Dataset entries
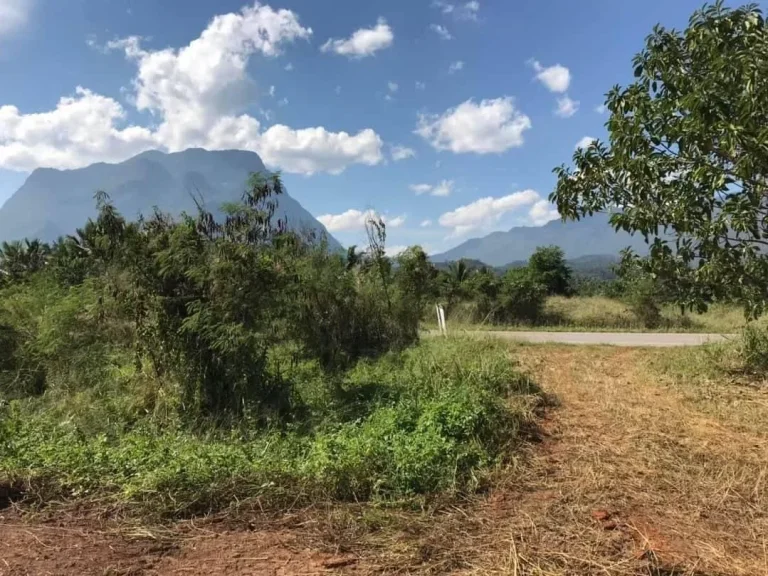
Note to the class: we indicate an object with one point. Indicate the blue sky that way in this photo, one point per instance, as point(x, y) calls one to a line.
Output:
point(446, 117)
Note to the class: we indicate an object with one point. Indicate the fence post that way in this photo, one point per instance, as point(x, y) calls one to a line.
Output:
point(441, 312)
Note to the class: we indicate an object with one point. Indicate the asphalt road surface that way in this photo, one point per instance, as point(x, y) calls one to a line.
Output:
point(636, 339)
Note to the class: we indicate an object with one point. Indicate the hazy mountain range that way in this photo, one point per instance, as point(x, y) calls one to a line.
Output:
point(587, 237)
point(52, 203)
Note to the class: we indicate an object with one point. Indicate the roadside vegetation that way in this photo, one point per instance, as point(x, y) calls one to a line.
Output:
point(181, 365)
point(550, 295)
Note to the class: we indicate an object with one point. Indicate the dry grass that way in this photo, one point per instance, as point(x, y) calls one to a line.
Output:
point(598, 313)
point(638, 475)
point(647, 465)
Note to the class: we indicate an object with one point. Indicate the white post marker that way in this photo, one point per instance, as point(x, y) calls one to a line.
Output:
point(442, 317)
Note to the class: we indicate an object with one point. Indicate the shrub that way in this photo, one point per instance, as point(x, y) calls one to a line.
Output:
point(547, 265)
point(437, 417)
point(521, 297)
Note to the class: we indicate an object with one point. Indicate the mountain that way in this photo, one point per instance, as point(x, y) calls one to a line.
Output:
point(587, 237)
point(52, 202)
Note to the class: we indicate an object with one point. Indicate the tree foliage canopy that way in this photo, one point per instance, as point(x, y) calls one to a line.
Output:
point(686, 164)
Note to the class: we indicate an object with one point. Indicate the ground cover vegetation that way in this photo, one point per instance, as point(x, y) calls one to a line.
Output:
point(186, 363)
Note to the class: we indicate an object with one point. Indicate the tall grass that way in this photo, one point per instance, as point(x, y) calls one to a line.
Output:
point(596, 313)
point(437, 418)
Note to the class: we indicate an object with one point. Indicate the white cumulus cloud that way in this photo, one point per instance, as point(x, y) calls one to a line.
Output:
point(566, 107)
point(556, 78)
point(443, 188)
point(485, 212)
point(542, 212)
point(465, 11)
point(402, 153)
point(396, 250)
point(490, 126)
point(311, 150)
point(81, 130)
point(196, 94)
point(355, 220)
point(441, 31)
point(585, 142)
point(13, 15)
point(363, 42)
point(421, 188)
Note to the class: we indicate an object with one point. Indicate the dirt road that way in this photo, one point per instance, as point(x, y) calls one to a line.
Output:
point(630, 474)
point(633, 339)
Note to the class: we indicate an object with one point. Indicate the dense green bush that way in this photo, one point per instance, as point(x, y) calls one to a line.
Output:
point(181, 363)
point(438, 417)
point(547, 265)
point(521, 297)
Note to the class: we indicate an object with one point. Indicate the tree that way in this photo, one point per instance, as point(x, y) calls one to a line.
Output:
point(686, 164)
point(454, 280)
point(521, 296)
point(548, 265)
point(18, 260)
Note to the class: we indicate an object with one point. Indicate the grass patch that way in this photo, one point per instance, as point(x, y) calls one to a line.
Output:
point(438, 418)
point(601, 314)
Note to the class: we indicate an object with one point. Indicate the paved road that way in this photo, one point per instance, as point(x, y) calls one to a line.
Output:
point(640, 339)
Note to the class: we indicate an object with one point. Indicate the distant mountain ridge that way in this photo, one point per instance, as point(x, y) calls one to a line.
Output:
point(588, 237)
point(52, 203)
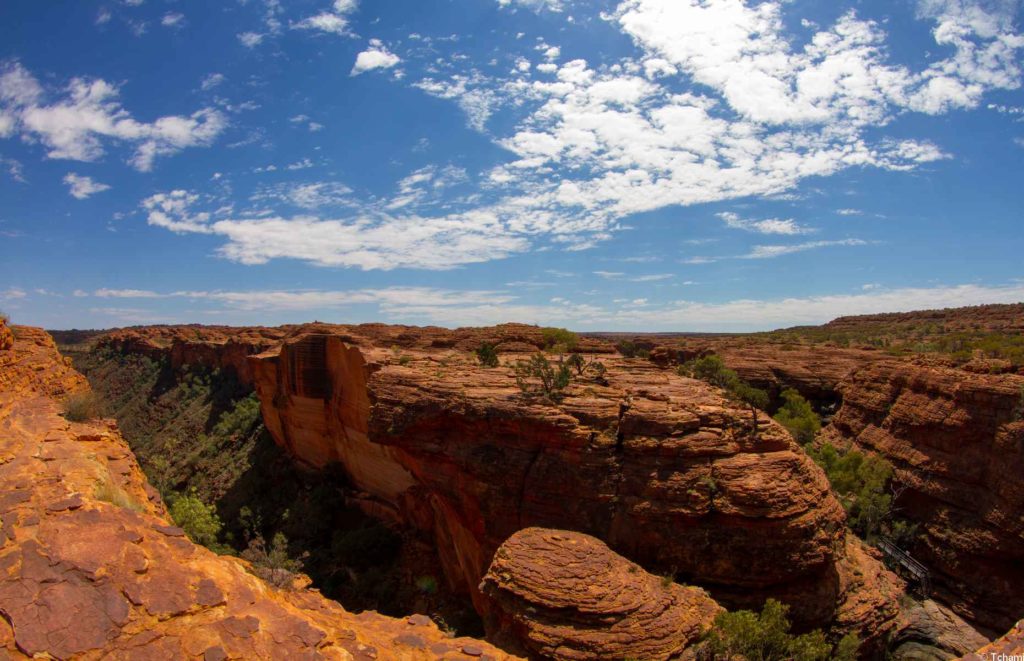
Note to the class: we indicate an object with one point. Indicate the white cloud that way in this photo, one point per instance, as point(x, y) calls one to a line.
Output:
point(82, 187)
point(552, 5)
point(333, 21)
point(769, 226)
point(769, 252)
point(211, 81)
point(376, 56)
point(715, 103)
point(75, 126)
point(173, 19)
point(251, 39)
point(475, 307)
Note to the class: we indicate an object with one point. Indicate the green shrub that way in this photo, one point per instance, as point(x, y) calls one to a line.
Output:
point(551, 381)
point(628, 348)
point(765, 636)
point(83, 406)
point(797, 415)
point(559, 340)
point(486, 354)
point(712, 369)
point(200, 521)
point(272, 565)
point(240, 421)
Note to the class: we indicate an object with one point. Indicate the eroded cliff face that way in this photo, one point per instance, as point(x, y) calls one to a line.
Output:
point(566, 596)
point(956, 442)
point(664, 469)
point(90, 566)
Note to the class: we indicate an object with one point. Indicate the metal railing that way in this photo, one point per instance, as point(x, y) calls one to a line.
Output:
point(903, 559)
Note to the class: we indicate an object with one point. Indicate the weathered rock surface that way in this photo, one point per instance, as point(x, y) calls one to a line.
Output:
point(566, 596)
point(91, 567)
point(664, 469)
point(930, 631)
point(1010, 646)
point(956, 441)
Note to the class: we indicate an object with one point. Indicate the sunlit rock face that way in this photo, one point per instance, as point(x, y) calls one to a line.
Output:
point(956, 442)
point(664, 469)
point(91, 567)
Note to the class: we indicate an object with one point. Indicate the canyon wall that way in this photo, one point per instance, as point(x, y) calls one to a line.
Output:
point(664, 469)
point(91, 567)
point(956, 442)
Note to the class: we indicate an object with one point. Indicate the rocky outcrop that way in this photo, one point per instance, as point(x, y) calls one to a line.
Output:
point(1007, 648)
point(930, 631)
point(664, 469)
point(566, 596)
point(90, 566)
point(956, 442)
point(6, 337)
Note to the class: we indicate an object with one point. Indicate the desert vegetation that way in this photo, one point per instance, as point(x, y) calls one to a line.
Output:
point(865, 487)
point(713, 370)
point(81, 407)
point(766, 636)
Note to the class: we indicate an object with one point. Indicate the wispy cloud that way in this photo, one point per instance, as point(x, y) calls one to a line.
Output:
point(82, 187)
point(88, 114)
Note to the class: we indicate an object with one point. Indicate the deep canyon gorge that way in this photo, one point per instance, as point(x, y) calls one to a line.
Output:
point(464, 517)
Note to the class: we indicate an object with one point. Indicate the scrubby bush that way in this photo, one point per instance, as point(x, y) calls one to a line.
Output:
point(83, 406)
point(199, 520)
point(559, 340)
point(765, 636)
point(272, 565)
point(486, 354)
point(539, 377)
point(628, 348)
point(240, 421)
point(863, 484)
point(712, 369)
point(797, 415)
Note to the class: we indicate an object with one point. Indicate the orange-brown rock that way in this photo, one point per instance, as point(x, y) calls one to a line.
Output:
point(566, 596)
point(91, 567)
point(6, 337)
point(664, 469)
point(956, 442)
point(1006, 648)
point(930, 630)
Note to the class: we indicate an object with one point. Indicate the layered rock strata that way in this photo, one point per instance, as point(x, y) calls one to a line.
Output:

▸ Exercise instructions
Retype the records above, but only those lines that fall between the line containing "Indicate the ground" and the line containing "Indicate the grass", with both of those lines included, exactly as written.

▸ Output for this task
Note to the class: we indicate an object with one point. Indicate the ground cover vegetation that way in this photo, one point per instance, as point(x, y) calls one to a line.
Output:
point(186, 363)
Note to the class: we indicate an object with one point. Indicate the tall grass that way in this photo, one point per instance, as point(x, y) calls one to a line.
Output:
point(596, 313)
point(437, 418)
Note to the class: we indicate an object with one point. Indicate the white cumulus cloud that way in this photo, one point per instance, as point(x, y) calls one to a line.
Output:
point(566, 107)
point(556, 78)
point(443, 188)
point(485, 212)
point(542, 212)
point(465, 11)
point(402, 153)
point(396, 250)
point(490, 126)
point(311, 150)
point(81, 130)
point(196, 94)
point(355, 220)
point(441, 31)
point(585, 142)
point(13, 15)
point(363, 42)
point(421, 188)
Note to the class: we indicate an object with one point. Indicate the dirt road that way in this photo, one point per instance, as point(x, y) calls one to a line.
Output:
point(630, 474)
point(633, 339)
Note to the class: we indicate an object with one point. Indicate the dense green bush that way in this photo, one point per instance, as point(x, y) calls one to a line.
Output:
point(181, 363)
point(438, 417)
point(547, 265)
point(521, 297)
Note to the class: we indicate an object with one point. Indicate the tree that way in this photo, one point per instance, as point(x, y) calls one to a line.
Output:
point(686, 164)
point(454, 280)
point(521, 296)
point(548, 265)
point(18, 260)
Note to the class: we indicate an object with one point. Indicate the grass patch that way in this photo, one point per instance, as point(x, y) calls one to a line.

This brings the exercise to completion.